___ Data rows

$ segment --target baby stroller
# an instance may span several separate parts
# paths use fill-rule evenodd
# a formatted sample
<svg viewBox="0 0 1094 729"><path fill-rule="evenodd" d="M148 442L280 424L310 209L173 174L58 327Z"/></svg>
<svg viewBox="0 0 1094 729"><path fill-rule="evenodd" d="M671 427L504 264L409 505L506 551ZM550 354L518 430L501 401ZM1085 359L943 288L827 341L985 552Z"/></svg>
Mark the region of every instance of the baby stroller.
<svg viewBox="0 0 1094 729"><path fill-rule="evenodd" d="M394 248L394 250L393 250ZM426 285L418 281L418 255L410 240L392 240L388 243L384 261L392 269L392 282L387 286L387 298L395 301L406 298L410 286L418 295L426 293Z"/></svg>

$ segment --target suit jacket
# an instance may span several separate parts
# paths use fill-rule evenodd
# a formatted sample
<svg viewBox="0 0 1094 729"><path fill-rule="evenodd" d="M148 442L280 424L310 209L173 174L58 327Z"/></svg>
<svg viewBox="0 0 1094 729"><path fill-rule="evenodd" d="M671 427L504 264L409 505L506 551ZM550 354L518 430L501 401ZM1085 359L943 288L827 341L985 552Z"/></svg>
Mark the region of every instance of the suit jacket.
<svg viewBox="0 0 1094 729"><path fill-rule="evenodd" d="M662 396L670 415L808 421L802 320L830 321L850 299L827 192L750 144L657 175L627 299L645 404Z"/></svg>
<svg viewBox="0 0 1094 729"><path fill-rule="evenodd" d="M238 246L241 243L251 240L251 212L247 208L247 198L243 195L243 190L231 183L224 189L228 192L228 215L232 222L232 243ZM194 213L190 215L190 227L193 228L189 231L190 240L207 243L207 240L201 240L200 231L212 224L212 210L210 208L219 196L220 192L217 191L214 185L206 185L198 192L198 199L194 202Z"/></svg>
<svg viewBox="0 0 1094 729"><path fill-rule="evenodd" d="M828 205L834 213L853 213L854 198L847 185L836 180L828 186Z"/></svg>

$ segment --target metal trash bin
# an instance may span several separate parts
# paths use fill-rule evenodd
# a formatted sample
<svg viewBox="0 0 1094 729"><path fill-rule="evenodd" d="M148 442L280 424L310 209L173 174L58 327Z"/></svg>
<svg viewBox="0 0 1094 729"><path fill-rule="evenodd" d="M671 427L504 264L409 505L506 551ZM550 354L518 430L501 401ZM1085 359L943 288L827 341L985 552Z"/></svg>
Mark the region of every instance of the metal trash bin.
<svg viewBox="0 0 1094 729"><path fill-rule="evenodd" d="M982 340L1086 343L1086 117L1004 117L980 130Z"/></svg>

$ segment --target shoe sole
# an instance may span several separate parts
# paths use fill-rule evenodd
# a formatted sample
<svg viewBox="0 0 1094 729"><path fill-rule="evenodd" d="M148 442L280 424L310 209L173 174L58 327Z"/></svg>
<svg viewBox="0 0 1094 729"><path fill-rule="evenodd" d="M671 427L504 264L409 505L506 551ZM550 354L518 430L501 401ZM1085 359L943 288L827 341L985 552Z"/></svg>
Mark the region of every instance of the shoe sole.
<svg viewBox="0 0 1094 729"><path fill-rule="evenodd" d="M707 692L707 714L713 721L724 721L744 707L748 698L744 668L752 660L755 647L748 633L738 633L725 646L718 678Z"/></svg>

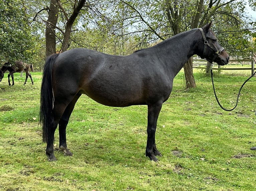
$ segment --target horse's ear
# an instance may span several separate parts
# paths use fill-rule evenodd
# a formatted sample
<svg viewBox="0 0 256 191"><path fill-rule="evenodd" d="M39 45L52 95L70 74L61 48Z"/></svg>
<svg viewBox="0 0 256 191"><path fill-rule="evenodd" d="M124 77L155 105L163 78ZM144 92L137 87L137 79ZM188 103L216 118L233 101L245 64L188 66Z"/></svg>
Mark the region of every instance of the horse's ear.
<svg viewBox="0 0 256 191"><path fill-rule="evenodd" d="M203 28L205 32L207 32L209 31L209 30L211 28L211 27L212 26L212 23L213 21L212 21L210 23L206 24L204 26Z"/></svg>

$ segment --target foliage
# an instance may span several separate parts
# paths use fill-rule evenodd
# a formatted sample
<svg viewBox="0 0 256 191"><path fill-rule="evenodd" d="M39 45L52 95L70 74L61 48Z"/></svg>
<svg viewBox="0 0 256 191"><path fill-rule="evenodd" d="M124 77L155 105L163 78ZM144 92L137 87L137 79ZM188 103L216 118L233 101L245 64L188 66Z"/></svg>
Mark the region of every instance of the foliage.
<svg viewBox="0 0 256 191"><path fill-rule="evenodd" d="M146 106L111 107L82 96L67 128L74 155L57 151L56 132L58 160L49 162L38 125L41 75L33 73L34 86L23 86L22 80L9 87L6 76L0 83L0 101L6 106L0 107L0 190L256 189L256 153L250 150L256 145L254 78L237 108L226 112L215 101L209 77L195 72L200 85L186 91L180 73L158 119L156 140L163 156L157 163L145 156ZM225 106L234 105L246 78L214 74Z"/></svg>
<svg viewBox="0 0 256 191"><path fill-rule="evenodd" d="M31 33L23 0L2 1L0 3L0 62L27 61L35 53L36 36Z"/></svg>

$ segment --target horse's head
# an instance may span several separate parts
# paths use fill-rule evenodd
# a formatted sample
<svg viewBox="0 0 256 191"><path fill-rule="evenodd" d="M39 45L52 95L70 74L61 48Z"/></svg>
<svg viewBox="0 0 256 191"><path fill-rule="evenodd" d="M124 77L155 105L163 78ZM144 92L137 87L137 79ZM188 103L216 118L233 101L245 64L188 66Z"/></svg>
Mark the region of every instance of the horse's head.
<svg viewBox="0 0 256 191"><path fill-rule="evenodd" d="M210 28L212 22L200 28L202 36L200 41L200 54L199 56L211 63L213 62L219 65L227 64L229 56L224 48L219 44L215 34Z"/></svg>
<svg viewBox="0 0 256 191"><path fill-rule="evenodd" d="M2 81L2 79L4 77L4 73L1 70L0 71L0 82Z"/></svg>

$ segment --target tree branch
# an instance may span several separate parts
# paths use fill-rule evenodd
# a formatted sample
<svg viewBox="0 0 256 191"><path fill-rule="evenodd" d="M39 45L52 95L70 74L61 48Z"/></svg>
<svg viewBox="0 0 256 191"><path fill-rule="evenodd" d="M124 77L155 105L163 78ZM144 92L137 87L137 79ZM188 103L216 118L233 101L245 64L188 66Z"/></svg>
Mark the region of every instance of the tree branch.
<svg viewBox="0 0 256 191"><path fill-rule="evenodd" d="M131 5L130 5L128 3L125 2L123 0L121 0L121 1L123 3L126 4L126 5L127 5L130 8L131 8L134 11L135 11L137 13L137 14L139 15L139 16L140 18L141 19L141 20L144 23L145 23L147 26L152 30L152 32L154 33L160 39L162 39L163 40L164 40L164 39L162 37L161 37L159 34L157 33L157 32L153 28L153 27L152 27L143 18L143 17L142 17L142 16L141 15L141 14L140 14L140 13L139 12L138 10L137 10L134 7L133 7Z"/></svg>
<svg viewBox="0 0 256 191"><path fill-rule="evenodd" d="M60 9L60 10L61 10L61 11L64 14L64 15L65 16L65 18L66 18L66 20L67 21L68 21L69 19L69 17L68 16L68 14L67 14L67 13L65 11L65 10L64 10L64 9L63 9L63 7L62 6L62 5L60 3L60 0L57 0L57 2L58 3L58 6L59 7L59 8Z"/></svg>

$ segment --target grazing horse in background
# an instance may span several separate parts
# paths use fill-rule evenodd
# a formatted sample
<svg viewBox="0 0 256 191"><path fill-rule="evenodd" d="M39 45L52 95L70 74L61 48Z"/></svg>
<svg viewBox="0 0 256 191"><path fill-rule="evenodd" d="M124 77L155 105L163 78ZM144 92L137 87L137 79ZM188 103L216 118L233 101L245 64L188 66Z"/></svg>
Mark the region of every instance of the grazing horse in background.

______

> [Task instructions] Retype from the line with "--target tree branch" up to and including the line with "9L60 10L61 10L61", character for character.

> [Exercise output]
$ segment --target tree branch
# an instance may span several separate parts
# paths use fill-rule evenodd
# a formatted sample
<svg viewBox="0 0 256 191"><path fill-rule="evenodd" d="M39 45L52 95L70 74L61 48Z"/></svg>
<svg viewBox="0 0 256 191"><path fill-rule="evenodd" d="M124 77L155 105L163 78ZM144 92L137 87L137 79ZM188 103L216 118L233 101L245 64L188 66Z"/></svg>
Mark the region of every instance of the tree branch.
<svg viewBox="0 0 256 191"><path fill-rule="evenodd" d="M131 5L130 5L128 3L125 2L123 0L121 0L121 1L123 3L126 4L126 5L127 5L130 8L131 8L134 11L135 11L137 13L137 14L139 15L139 16L140 18L141 19L141 20L144 23L145 23L147 26L152 30L152 32L154 33L160 39L162 39L163 40L164 40L164 39L162 37L161 37L159 34L157 33L157 32L153 28L153 27L152 27L143 18L143 17L142 17L142 16L141 15L141 14L140 14L140 13L139 12L138 10L137 10L134 7L133 7Z"/></svg>
<svg viewBox="0 0 256 191"><path fill-rule="evenodd" d="M60 9L60 10L61 10L61 11L64 14L64 15L65 16L65 18L66 18L66 20L67 21L68 21L69 19L69 17L68 16L68 14L67 14L67 13L65 11L65 10L64 10L64 9L63 9L63 7L62 6L62 5L60 3L60 0L57 0L57 2L58 3L58 6L59 7L59 8Z"/></svg>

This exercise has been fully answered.